> WORK INSTRUCTION: Without leaving anything out, print every line of the data.
BEGIN WORKING DATA
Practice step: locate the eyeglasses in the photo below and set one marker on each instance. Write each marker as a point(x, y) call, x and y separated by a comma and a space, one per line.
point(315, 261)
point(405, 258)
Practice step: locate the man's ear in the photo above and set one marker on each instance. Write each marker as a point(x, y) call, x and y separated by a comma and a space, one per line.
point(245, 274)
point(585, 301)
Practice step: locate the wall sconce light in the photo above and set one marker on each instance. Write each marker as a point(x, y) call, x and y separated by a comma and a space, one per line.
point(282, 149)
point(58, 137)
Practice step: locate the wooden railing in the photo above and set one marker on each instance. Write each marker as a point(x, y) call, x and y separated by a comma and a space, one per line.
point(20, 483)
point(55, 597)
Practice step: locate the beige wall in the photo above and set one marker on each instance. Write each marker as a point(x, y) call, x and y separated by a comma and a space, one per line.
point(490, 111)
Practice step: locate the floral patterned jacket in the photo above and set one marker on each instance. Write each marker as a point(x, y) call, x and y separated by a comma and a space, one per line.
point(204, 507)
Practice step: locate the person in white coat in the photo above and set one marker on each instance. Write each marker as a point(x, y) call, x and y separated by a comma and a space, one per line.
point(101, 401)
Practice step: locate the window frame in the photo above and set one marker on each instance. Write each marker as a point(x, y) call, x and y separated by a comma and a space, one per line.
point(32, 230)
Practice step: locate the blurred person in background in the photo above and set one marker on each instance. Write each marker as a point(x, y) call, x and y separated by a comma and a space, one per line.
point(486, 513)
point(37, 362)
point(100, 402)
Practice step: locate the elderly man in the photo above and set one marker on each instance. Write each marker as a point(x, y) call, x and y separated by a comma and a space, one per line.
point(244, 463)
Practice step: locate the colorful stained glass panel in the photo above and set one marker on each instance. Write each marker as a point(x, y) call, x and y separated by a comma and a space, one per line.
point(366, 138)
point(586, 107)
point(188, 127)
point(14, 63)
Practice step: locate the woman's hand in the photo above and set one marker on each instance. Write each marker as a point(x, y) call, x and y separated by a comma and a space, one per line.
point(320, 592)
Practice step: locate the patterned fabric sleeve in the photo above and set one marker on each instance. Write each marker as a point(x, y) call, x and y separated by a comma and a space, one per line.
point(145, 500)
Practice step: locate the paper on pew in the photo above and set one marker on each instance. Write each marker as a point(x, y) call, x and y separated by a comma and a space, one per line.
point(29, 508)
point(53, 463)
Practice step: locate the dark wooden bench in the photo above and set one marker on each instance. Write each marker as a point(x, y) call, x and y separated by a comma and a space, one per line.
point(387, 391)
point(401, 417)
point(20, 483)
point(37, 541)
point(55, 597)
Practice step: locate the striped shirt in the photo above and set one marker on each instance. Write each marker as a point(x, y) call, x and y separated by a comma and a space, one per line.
END WORKING DATA
> WRITTEN SOLUTION:
Practice step: locate the eyeglasses in the photo below and set one marker on each instance. Write each marker as a point(x, y) call, x and y separated by a comma and a space, one per line.
point(315, 261)
point(405, 258)
Practice step: locate the man's ear in the photo above and set one marker on each instance. Write each marker as a point(x, y) call, x and y separated by a comma and a space, one per line.
point(245, 274)
point(585, 301)
Practice step: locate the wall sconce light in the photo above and set one marker on each instance. Write each marker as a point(x, y) call, x and y separated by a comma and a space, one per line.
point(282, 149)
point(58, 137)
Practice step: locate the wooden railing in the photo above and set one marker on each instance. Write each marker as a point(x, y) call, x and y separated by a comma and a space, one per line.
point(20, 483)
point(55, 597)
Practice step: locate the beige wall in the photo above and set one marker on each instance. Write each marker as a point(x, y) call, x and y separated by a comma and a space, one per line.
point(490, 111)
Practice step: locate the floral patterned jacket in the photo above and set one marker on each instance. Write each marker as a point(x, y) call, x and y separated by a comma and a space, one per line.
point(204, 507)
Practice step: locate the person in white coat in the photo above and set one marker on each instance. Write each marker as a point(x, y) call, x and y separated by a comma and a space, one per line.
point(101, 401)
Practice step: locate the window frame in the photo above and set one marker on each instance. Write each marker as a point(x, y) call, x and y separated by a comma and a space, one per line.
point(32, 230)
Practice step: locate the blurred person in background in the photo above and set one marker on each instance. Write each marker as a point(x, y) call, x and y separated by a comma and a space, one per line.
point(486, 513)
point(37, 362)
point(100, 402)
Practice step: locate the elderly man in the photo above and set one marker on each instance. Write each marker as a point(x, y) call, x and y separated by a comma and a space, one per line.
point(244, 463)
Practice step: locate the colorful stained glass panel in the photo above and set one marker on each instance. Write each marker as a point(x, y) call, x and y separated by a comma and a space, one per line.
point(366, 138)
point(586, 107)
point(188, 127)
point(14, 63)
Practice step: locate the woman's hand in the photo above and set one marker on each instance. Write each marker as a point(x, y) call, x and y separated by a comma and a space, one per line.
point(320, 592)
Practice step: locate the patterned fabric sleeve in the photo above and set one marker on each instance. Write each marker as a point(x, y) call, x and y separated by a comma and a space, one per line.
point(145, 500)
Practice step: locate the paper on pew in the photo above and set one marker on each instance. Write each marker as a point(x, y) call, x and y separated by a comma and a space, one per line.
point(29, 508)
point(53, 463)
Practice step: locate the dark wooden bench in the photo above and set one marker on each instance. Write each marker as a point(x, y) call, x and y separated by a comma and a space, one per line.
point(387, 391)
point(401, 417)
point(20, 483)
point(37, 541)
point(55, 597)
Practice step: locate the striped shirt in the photo above and set one marker on each instance. Write each marker as a point(x, y) call, x and y separated by a comma and a space, one per line.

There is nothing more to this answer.